### Текстовый блок:
^^^^^^^^^^^^^^^^
КУЛЬТУРОЛОГИЯ
УДК 94 (470)
А. Г. Васильев
Феномен творчества в контексте memory studies
Целью статьи является рассмотрение феномена творчества в контексте memory studies. На первый взгляд память и творчество могут показаться диаметрально противоположными явлениями. Творчество связано с формированием чего-то принципиально нового, а память - с сохранением и трансляцией наследия прошлого. Однако существует точка их пересечения, каковой является проблема пределов творческого воздействия на культурную (социальную) память.
Ключевые слова: творчество, культурная (социальная) память, memory studies, культурная идентичность, политика памяти, образы прошлого в культуре.
A. G. Vasiliev
A Creativity Phenomenon in the Context of Memory Studies
The purpose of the article is to consider the phenomenon of creativity in the context of memory studies. At the first glance memory and creativity can seem to be the opposite phenomena. Creativity is connected with development of something essentially new, while memory is closely associated with preservation and transmission of heritage of the past. However there is a point of their intersection which is the question of limits of the creative impact on the cultural (social) memory.
Keywords: creativity, cultural (social) memory, memory studies, cultural identity, policy of memory, images of the past in culture.
Целью настоящей статьи является рассмотрение феномена творчества в контексте memory studies - сложившегося в последние десятилетия междисциплинарного направления исследований памяти во внеиндивидуальном социокультурном ее измерении.
^^^^^^^^^^^^^^^^
### Материал:
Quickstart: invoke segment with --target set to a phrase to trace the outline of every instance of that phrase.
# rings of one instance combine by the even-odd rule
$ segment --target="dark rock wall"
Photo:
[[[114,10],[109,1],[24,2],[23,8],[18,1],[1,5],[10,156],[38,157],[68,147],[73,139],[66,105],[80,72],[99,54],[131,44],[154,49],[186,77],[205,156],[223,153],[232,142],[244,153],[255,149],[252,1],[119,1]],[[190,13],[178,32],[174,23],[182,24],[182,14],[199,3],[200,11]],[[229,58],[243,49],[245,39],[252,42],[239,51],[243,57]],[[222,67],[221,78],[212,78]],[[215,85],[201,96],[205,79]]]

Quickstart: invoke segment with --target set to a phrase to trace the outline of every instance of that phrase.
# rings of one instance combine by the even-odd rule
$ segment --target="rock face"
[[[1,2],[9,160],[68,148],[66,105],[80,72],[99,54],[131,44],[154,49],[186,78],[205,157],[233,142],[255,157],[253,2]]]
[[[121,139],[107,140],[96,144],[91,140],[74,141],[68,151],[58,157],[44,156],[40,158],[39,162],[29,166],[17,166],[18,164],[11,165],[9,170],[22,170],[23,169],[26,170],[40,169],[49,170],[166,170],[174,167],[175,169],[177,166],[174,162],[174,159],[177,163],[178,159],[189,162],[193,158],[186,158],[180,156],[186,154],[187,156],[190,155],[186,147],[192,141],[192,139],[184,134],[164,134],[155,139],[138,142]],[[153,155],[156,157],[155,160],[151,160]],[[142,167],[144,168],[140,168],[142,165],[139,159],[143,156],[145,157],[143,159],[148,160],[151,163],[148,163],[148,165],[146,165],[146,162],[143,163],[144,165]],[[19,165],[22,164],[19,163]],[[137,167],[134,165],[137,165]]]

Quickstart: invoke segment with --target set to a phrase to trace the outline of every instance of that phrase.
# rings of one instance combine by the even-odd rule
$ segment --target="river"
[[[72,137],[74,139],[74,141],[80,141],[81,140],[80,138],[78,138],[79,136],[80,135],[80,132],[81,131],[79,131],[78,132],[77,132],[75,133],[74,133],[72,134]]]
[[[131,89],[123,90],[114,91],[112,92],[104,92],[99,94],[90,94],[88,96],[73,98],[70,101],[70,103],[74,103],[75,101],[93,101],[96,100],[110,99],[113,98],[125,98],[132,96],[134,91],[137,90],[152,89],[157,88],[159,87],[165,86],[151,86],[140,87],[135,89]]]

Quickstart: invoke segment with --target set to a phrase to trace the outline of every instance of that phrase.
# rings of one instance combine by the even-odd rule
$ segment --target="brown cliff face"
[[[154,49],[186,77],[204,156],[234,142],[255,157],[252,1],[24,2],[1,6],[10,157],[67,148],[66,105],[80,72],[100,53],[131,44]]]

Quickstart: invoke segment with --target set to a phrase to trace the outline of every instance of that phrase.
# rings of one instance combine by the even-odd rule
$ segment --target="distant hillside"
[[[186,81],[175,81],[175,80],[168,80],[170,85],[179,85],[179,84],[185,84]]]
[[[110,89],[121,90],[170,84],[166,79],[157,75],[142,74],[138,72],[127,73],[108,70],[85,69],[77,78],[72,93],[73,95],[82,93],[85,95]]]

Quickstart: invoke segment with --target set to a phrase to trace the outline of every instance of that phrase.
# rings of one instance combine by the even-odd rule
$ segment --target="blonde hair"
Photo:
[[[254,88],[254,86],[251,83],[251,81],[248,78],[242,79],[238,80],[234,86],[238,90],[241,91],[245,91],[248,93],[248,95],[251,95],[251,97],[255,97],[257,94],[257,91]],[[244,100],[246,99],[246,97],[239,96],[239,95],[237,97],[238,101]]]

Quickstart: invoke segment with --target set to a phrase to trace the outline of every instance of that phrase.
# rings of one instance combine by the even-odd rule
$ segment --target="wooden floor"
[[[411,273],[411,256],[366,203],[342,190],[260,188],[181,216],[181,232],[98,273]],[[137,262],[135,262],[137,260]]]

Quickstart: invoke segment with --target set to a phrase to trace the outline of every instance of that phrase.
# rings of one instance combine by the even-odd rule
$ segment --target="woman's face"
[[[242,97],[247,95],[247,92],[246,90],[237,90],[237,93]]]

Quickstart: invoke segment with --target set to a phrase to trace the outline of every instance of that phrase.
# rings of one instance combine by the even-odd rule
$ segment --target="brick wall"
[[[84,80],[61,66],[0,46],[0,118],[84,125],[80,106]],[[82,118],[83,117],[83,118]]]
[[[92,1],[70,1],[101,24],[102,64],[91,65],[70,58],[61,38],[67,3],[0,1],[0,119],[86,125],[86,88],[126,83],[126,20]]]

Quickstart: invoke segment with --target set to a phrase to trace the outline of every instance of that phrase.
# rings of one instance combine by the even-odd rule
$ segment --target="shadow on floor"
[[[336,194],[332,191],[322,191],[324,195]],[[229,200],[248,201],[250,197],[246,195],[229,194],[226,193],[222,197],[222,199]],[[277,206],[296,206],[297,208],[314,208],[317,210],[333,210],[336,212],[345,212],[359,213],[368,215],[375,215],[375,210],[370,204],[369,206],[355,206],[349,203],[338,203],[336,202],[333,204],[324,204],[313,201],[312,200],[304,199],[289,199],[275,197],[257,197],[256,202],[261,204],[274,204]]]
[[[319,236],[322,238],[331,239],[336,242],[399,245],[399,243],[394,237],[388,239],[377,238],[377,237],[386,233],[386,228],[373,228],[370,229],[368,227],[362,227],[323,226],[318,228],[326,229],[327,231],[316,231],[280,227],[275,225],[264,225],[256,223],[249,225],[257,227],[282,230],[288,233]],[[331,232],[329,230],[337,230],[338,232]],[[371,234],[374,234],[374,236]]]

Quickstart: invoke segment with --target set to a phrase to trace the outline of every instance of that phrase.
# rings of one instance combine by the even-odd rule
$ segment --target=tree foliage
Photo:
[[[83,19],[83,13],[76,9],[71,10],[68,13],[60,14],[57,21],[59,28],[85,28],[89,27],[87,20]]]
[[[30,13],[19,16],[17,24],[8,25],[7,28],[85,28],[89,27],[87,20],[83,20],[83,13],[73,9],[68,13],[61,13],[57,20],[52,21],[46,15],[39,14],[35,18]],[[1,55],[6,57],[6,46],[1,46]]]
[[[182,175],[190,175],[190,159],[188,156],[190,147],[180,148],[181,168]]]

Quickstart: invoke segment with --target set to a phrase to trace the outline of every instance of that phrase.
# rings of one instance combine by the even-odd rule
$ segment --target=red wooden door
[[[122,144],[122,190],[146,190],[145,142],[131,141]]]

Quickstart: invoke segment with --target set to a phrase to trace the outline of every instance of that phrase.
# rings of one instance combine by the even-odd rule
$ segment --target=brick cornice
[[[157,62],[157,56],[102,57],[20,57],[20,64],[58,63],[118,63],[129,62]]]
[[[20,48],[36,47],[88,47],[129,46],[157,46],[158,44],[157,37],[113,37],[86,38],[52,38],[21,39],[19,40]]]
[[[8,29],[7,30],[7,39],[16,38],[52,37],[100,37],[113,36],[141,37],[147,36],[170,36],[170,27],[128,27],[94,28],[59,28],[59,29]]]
^^^^^^^^^^^^^^^^
### Условие задания:
Процитируйте дословно отрывок из текста о творчестве и памяти от «Ключевые слова: творчество, культурная» до «past in culture.» включительно.

### Решение:
Ключевые слова: творчество, культурная (социальная) память, memory studies, культурная идентичность, политика памяти, образы прошлого в культуре.
A. G. Vasiliev
A Creativity Phenomenon in the Context of Memory Studies
The purpose of the article is to consider the phenomenon of creativity in the context of memory studies. At the first glance memory and creativity can seem to be the opposite phenomena. Creativity is connected with development of something essentially new, while memory is closely associated with preservation and transmission of heritage of the past. However there is a point of their intersection which is the question of limits of the creative impact on the cultural (social) memory.
Keywords: creativity, cultural (social) memory, memory studies, cultural identity, policy of memory, images of the past in culture.